▶ _REQUIRED TASK_
Reproduce every one of the rows below verbatim, keeping each line unchanged.
· · · · ·
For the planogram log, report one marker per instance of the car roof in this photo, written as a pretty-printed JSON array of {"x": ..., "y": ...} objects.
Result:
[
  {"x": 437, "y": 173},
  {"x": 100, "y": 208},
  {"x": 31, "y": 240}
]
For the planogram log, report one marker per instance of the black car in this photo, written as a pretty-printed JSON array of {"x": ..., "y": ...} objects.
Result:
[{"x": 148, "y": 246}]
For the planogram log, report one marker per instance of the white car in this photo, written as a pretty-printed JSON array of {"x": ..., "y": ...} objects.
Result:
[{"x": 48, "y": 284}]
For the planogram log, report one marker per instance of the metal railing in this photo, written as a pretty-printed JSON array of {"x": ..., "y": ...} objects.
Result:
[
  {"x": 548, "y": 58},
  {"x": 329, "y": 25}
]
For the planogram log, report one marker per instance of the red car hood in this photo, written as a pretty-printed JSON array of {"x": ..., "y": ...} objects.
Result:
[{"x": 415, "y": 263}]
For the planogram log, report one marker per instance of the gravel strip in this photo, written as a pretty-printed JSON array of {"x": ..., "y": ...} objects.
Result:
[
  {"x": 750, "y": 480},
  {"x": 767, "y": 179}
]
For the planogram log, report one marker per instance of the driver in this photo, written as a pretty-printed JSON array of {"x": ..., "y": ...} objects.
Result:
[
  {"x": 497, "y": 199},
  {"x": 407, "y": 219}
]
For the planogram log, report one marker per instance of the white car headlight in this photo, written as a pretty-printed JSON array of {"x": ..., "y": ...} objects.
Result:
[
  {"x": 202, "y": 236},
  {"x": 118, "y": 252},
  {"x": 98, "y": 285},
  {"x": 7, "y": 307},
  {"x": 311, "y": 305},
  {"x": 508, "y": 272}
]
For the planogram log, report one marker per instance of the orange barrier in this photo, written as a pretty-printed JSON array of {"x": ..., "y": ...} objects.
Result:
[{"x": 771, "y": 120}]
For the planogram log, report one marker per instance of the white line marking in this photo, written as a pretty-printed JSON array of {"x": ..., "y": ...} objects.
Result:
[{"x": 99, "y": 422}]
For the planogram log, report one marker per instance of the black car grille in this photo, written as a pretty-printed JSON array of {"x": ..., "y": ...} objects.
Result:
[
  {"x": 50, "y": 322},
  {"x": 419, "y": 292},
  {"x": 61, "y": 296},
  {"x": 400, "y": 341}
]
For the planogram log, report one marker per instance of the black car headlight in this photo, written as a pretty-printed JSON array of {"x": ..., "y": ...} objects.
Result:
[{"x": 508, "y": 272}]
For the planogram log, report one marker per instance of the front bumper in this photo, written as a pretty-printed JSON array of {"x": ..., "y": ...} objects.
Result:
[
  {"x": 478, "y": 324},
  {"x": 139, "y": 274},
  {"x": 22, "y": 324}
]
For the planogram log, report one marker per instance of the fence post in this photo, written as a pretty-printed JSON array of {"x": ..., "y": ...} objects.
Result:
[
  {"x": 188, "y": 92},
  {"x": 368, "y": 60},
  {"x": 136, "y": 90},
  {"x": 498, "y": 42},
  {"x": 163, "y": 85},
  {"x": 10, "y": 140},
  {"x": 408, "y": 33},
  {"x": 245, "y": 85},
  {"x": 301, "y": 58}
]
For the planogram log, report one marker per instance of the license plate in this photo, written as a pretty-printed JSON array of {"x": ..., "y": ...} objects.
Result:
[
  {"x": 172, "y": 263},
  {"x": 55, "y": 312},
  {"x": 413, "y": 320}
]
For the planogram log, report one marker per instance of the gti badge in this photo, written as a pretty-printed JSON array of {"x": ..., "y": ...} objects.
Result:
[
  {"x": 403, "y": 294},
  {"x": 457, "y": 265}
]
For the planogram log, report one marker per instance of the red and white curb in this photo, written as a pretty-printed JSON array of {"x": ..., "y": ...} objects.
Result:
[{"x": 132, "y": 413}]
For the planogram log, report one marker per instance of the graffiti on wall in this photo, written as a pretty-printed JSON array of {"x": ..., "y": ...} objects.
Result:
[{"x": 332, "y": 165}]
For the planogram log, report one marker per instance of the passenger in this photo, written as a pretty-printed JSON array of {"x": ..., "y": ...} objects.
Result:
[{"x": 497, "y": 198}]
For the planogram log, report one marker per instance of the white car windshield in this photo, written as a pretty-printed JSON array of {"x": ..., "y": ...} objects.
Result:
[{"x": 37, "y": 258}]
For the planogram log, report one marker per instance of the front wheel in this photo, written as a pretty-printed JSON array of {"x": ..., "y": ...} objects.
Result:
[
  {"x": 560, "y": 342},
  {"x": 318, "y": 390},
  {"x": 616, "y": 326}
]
· · · · ·
▶ _FULL ANSWER_
For the planogram log, report one marker per instance of the car roof in this photo, written as a pretty-printed JSON array of {"x": ..., "y": ...} objects.
Result:
[
  {"x": 437, "y": 173},
  {"x": 100, "y": 208},
  {"x": 31, "y": 240}
]
For the planogram log, report one marker per instance of the black car in this photo, written as a pretty-printed JSON array of {"x": ..., "y": ...} objects.
Result:
[{"x": 148, "y": 246}]
For the planogram log, report one marker per instance of the white car in this photo, written as a pretty-printed JSON array of {"x": ..., "y": ...} objects.
Result:
[{"x": 48, "y": 284}]
For the planogram log, report one marker per instance of the metal railing in this photo, written as a pretty-printed JSON array of {"x": ..., "y": ...} objects.
Result:
[
  {"x": 548, "y": 58},
  {"x": 329, "y": 25}
]
For the planogram log, report one marker per instance of the red car hood in this photo, written as a pretty-printed JSON array of {"x": ..., "y": ...} objects.
Result:
[{"x": 415, "y": 263}]
For the planogram log, report one marker per instance of the gravel strip in this photo, written as a pretty-printed JSON array of {"x": ..., "y": ...} objects.
Result:
[
  {"x": 750, "y": 480},
  {"x": 767, "y": 179}
]
For the planogram log, report one marker per instance of the driver in this photo, written as a pretty-printed JSON array of {"x": ..., "y": ...} objects.
Result:
[
  {"x": 497, "y": 199},
  {"x": 407, "y": 219}
]
For the planogram log, report one marker per instance of the white car headlight in this photo, written as a pretty-printed JSON array of {"x": ..., "y": ...} objects.
Result:
[
  {"x": 202, "y": 236},
  {"x": 118, "y": 252},
  {"x": 98, "y": 285},
  {"x": 7, "y": 307},
  {"x": 311, "y": 305},
  {"x": 508, "y": 272}
]
For the planogram log, report one marker per instance of the orange barrier in this photo, written as a pretty-printed JSON array of {"x": ..., "y": ...} objects.
Result:
[{"x": 771, "y": 120}]
For the planogram log, report one marker per instance of the white line marking in this photo, written as a pretty-printed JSON array of {"x": ..., "y": ...} objects.
Result:
[{"x": 99, "y": 422}]
For the planogram log, report one marker per instance of the black car grille in this photo, written as a pretty-printed JSON array of {"x": ..., "y": ...} objects.
Result:
[
  {"x": 50, "y": 322},
  {"x": 419, "y": 292},
  {"x": 61, "y": 296},
  {"x": 400, "y": 341}
]
For the planogram log, report one marker per instance of the black car headlight in this photo, written as a pretty-printed JSON array of {"x": ..., "y": ...} objects.
Result:
[{"x": 508, "y": 272}]
For the planogram log, report one marker per instance of the front bumper in this photo, written as a pretty-printed JSON array of {"x": ..., "y": ...} objects.
Result:
[
  {"x": 478, "y": 324},
  {"x": 139, "y": 274},
  {"x": 22, "y": 324}
]
For the planogram log, report one marker per instance of the fence post in this photo, written as a pretty-printed JSON array of {"x": ..., "y": ...} objects.
Result:
[
  {"x": 188, "y": 92},
  {"x": 368, "y": 60},
  {"x": 136, "y": 90},
  {"x": 498, "y": 42},
  {"x": 163, "y": 85},
  {"x": 10, "y": 140},
  {"x": 408, "y": 33},
  {"x": 245, "y": 85},
  {"x": 301, "y": 58}
]
For the planogram log, report one marker per instance of the license plate in this photo, written as a pretty-printed JSON array of {"x": ..., "y": ...} objects.
Result:
[
  {"x": 172, "y": 263},
  {"x": 55, "y": 312},
  {"x": 413, "y": 320}
]
For the planogram log, report one marker per instance of the gti badge in this photo, written as a pretty-printed JSON array of {"x": ..., "y": ...} objects.
Result:
[
  {"x": 403, "y": 294},
  {"x": 457, "y": 265}
]
For the planogram log, report one marker per instance of the red and white curb in this photo, written as a pretty-printed JSON array of {"x": ..., "y": ...} objects.
Result:
[{"x": 132, "y": 413}]
For the planogram log, report one marker per instance of the graffiti on wall in this photo, written as a pretty-printed JSON array of {"x": ..., "y": ...} objects.
Result:
[{"x": 332, "y": 165}]
For the planogram log, report one marker per instance of the passenger in this photo, written as a pretty-printed JSON array of {"x": ..., "y": ...} objects.
Result:
[{"x": 497, "y": 198}]
For the planogram log, report one marker per instance of the white car windshield in this photo, written as a pretty-printed JSON array of {"x": ..., "y": ...} objects.
Result:
[{"x": 37, "y": 258}]
For the planogram log, report one marker per instance of the front wheel in this photo, written as a pretty-printed JSON array of {"x": ..., "y": ...} objects.
Result:
[
  {"x": 560, "y": 342},
  {"x": 318, "y": 390},
  {"x": 616, "y": 326}
]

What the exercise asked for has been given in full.